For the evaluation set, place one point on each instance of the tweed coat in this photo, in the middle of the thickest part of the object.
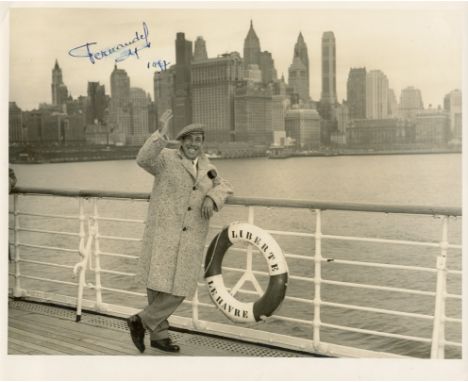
(175, 232)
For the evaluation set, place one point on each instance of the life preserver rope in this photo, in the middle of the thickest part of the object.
(277, 269)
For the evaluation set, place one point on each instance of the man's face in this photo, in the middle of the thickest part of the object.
(192, 145)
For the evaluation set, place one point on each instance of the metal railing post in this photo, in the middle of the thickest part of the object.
(17, 291)
(317, 276)
(438, 331)
(195, 302)
(248, 274)
(81, 267)
(97, 262)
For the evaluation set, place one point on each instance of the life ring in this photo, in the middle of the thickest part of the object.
(234, 309)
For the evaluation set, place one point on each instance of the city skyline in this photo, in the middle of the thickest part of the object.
(442, 30)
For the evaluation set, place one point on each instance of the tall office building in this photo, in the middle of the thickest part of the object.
(376, 95)
(328, 69)
(200, 50)
(453, 105)
(298, 78)
(356, 93)
(96, 103)
(15, 124)
(267, 66)
(139, 130)
(119, 116)
(59, 90)
(214, 83)
(432, 128)
(164, 93)
(251, 47)
(182, 107)
(410, 102)
(253, 114)
(120, 86)
(300, 51)
(303, 125)
(392, 104)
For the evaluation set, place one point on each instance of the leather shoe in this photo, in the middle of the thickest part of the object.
(137, 331)
(165, 344)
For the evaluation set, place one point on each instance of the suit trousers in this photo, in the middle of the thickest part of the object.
(160, 306)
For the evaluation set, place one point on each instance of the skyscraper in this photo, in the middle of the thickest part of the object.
(214, 84)
(267, 66)
(200, 50)
(410, 102)
(300, 51)
(303, 125)
(182, 106)
(392, 104)
(59, 90)
(356, 93)
(376, 95)
(97, 103)
(251, 47)
(119, 117)
(139, 129)
(453, 105)
(298, 78)
(253, 113)
(15, 124)
(328, 69)
(164, 93)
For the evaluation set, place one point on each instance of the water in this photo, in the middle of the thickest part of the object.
(430, 180)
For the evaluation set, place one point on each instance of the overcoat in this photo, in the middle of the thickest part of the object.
(175, 232)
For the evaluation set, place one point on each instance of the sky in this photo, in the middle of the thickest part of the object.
(418, 45)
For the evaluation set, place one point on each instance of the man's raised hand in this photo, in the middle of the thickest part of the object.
(165, 119)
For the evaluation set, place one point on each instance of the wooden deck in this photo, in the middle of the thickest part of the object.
(39, 329)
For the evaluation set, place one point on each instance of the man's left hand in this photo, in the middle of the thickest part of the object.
(207, 208)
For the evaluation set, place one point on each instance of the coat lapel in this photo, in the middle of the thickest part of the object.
(203, 167)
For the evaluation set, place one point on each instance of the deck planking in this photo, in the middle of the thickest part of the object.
(35, 330)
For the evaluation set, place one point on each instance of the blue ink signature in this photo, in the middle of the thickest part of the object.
(123, 50)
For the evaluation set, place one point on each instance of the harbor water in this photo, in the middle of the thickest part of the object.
(425, 180)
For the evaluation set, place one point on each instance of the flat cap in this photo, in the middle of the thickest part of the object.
(193, 128)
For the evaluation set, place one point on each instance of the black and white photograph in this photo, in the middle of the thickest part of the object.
(233, 190)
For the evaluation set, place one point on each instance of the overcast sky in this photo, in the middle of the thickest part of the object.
(418, 45)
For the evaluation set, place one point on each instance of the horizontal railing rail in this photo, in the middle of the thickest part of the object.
(91, 254)
(258, 202)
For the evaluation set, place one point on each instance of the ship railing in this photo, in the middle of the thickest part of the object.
(89, 250)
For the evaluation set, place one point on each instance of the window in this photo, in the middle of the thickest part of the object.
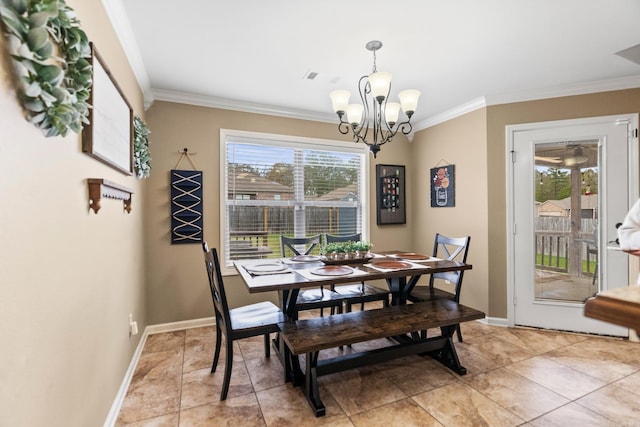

SET PROBLEM ::
Count the lines in the records above that contain the string "railing", treating uppercase and lowercase letters as distinct. Give only the number.

EXERCISE RESPONSE ::
3